--- RECORDED DATA ---
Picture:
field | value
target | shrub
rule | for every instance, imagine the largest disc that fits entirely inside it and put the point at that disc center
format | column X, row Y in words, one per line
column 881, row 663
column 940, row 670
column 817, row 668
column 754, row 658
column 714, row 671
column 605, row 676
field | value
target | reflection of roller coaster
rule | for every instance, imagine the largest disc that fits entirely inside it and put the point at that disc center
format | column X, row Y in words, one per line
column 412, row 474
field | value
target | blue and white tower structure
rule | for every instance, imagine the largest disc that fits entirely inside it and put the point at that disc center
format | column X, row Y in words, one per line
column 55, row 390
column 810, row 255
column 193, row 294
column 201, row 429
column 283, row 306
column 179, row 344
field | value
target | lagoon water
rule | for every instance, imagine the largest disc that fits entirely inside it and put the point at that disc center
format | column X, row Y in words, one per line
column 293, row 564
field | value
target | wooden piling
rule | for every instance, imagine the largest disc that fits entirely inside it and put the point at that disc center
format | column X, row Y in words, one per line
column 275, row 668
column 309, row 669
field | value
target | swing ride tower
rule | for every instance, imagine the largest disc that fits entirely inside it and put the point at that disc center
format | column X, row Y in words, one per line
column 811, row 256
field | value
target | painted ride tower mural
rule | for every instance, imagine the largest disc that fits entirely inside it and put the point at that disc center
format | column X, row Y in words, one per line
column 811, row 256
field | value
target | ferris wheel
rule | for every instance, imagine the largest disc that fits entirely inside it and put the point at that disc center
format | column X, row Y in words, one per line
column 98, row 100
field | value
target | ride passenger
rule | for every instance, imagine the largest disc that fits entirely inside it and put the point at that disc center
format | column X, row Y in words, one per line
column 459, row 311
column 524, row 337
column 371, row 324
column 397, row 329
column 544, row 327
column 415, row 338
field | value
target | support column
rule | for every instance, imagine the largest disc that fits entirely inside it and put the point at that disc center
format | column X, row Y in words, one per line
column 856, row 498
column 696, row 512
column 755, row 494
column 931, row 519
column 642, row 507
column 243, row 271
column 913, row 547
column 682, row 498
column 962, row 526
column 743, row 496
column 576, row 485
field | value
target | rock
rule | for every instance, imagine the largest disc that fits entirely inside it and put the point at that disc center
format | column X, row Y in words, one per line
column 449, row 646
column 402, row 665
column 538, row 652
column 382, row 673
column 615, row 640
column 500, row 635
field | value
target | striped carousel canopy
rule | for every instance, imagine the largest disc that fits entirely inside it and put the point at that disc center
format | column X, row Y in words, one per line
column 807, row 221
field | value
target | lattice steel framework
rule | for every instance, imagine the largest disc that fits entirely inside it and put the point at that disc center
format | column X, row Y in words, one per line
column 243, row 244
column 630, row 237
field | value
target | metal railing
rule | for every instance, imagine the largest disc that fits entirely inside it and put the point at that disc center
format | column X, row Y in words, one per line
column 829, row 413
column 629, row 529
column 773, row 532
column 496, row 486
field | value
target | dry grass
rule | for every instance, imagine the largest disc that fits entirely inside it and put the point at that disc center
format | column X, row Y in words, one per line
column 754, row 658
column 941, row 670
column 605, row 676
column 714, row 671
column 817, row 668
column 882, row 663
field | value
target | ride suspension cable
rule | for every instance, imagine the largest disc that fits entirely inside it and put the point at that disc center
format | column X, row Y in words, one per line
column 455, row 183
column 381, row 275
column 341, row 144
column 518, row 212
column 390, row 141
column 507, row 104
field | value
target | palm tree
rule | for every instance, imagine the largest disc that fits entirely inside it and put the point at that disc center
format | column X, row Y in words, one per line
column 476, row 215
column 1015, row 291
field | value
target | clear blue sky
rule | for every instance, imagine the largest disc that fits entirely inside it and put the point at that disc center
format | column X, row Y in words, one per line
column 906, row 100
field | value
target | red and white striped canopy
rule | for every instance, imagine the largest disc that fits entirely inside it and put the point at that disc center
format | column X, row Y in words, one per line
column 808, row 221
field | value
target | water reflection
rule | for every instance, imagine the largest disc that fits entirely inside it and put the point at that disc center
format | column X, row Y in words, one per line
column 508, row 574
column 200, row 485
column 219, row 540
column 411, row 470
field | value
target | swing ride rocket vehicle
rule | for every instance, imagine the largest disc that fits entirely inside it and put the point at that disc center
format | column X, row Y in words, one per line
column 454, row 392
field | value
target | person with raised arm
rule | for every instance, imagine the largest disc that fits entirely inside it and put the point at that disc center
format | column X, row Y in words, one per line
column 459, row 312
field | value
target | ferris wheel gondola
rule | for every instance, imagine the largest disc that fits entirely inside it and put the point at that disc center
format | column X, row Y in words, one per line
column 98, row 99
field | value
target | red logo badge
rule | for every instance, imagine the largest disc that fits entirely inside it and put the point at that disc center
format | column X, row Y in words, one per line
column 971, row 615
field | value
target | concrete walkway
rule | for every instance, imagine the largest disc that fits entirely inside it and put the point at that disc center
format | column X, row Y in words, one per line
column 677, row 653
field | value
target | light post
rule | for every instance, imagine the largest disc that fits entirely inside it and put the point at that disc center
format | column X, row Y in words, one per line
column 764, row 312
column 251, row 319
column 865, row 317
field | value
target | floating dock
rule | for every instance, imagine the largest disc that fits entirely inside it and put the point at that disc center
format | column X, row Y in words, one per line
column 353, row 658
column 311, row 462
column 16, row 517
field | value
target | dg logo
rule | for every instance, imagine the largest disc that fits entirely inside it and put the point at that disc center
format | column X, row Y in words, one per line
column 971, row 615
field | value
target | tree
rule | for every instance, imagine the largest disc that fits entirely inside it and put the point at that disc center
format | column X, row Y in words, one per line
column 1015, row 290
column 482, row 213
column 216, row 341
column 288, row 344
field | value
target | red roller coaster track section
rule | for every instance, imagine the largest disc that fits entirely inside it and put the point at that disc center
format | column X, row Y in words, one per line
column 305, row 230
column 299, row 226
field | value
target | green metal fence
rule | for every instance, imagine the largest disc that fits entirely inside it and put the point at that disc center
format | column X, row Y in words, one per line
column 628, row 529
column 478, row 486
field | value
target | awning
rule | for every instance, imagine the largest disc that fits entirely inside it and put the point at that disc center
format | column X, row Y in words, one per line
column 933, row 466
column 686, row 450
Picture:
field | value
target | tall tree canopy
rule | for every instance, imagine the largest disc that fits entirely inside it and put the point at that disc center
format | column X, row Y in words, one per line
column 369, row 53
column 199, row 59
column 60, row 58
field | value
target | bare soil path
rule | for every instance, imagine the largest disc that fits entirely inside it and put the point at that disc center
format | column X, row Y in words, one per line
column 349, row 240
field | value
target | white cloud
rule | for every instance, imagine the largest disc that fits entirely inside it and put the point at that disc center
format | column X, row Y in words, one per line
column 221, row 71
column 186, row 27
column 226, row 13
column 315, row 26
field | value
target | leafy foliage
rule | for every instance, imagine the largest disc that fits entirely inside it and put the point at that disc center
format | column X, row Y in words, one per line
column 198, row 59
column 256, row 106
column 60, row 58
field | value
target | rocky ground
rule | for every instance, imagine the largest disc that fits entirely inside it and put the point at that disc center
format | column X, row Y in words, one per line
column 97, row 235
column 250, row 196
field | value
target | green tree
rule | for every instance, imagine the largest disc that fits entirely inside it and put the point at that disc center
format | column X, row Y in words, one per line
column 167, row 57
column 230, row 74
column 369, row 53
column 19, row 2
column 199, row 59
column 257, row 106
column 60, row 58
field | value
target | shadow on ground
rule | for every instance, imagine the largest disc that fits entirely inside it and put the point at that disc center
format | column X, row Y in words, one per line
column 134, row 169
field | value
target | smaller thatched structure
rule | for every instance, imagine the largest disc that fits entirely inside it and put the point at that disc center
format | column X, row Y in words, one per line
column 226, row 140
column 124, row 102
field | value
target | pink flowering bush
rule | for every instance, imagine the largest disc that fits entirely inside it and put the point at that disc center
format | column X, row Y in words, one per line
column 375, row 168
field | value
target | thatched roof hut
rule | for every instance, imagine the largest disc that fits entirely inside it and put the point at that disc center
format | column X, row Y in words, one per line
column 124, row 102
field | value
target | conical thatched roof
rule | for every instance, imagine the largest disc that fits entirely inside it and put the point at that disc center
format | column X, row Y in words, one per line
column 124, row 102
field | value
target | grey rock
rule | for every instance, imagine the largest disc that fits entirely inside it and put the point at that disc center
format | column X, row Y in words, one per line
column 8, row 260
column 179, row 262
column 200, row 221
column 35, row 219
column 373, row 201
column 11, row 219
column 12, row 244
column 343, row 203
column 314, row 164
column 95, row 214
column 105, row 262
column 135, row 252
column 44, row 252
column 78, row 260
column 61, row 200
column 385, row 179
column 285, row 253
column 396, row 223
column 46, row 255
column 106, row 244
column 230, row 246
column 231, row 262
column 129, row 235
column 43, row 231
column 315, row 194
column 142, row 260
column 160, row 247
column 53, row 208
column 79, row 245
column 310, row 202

--- TASK DIRECTIONS ---
Of the records above, copy each line that includes "ferris".

--- WRITTEN SOLUTION ---
target | ferris wheel
target | ferris wheel gondola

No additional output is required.